START GIVEN DATA

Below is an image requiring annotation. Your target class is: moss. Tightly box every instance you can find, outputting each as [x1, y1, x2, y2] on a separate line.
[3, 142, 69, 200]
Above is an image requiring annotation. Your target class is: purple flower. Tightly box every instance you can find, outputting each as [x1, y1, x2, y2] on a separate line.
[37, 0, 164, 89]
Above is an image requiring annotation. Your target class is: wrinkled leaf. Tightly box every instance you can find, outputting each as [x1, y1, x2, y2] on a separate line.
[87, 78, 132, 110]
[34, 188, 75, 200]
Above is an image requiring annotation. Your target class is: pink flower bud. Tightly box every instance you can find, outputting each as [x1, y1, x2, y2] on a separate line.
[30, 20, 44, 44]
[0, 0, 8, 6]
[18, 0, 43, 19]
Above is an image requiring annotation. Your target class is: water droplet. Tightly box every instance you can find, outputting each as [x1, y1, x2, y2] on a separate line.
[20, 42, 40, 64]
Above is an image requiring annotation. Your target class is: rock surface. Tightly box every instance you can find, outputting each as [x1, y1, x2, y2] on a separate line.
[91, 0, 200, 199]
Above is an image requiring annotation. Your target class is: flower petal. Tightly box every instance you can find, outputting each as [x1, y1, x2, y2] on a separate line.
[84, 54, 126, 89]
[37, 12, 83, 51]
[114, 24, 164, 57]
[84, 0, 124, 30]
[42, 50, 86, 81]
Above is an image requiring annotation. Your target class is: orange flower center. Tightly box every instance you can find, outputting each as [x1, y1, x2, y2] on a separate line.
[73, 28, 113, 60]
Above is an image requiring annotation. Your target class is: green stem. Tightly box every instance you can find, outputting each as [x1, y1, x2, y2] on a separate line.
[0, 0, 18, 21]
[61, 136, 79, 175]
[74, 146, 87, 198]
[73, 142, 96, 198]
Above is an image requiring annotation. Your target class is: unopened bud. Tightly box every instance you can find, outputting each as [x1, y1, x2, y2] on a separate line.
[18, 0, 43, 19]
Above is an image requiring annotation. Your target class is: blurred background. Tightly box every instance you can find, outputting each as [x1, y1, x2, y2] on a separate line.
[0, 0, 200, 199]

END GIVEN DATA

▶ _WHAT THIS TASK INVOLVES_:
A faithful copy of all the material is the required answer.

▶ _RESPONSE AREA_:
Below is an image requiring annotation. Your target class is: moss. Tightly box every instance you can find, outputting each as [x1, y1, x2, y2] on a separate line.
[3, 142, 69, 200]
Above is an image requiring annotation. Your target class is: purple flower. Tightly box every instance you can find, outputting each as [x1, y1, x2, y2] on a separate line.
[37, 0, 164, 89]
Above is an image requiring annotation. Your target class is: wrinkled leaf. Tightly box every instance you can find, outputting each as [x1, y1, x2, y2] on a separate line.
[87, 78, 132, 110]
[34, 188, 75, 200]
Above is an image requiring annotation. Your target class is: pink flower bud. Tightly box every instance you can find, outputting each as [x1, y1, x2, y2] on a separate line.
[30, 20, 44, 44]
[0, 0, 8, 6]
[18, 0, 43, 19]
Above is an image requiring annotation. Your target class is: water droplet. Tightly box every instance you can find, outputting each as [x1, y1, x2, y2] on a separate line.
[20, 42, 40, 64]
Above is an image requiring annotation. Your target class is: rock surface. Tightly box every instance you can find, outputting each as [x1, y1, x2, y2] on a separate line.
[91, 0, 200, 199]
Above is an image requiring annotation. Your target class is: flower petal. Tightly box every instance you can find, outputting each as [x1, y1, x2, y2] on a separate line.
[84, 54, 126, 89]
[37, 12, 83, 51]
[114, 24, 164, 57]
[84, 0, 124, 30]
[42, 50, 86, 81]
Above is an image requiring annotation. Your target class is: orange flower center. Tightly box every instance you can find, outputting each as [x1, y1, x2, y2] on a separate line.
[73, 28, 113, 60]
Above is an image requiring annotation. Your target class is: green stem. Tightly box every instance you can find, outputting each as [x1, y1, x2, y2] on a separate line.
[0, 0, 18, 21]
[61, 136, 79, 175]
[74, 146, 87, 198]
[73, 142, 96, 198]
Above is an image requiring annotation. Your target class is: unopened bud. Tightly box every instance you can find, outputting each as [x1, y1, x2, y2] on a separate line.
[18, 0, 43, 19]
Above is an image requiring annotation. Your target class is: blurred background. Tightly box every instance you can find, outputting each as [x1, y1, x2, y2] on a separate line.
[0, 0, 200, 199]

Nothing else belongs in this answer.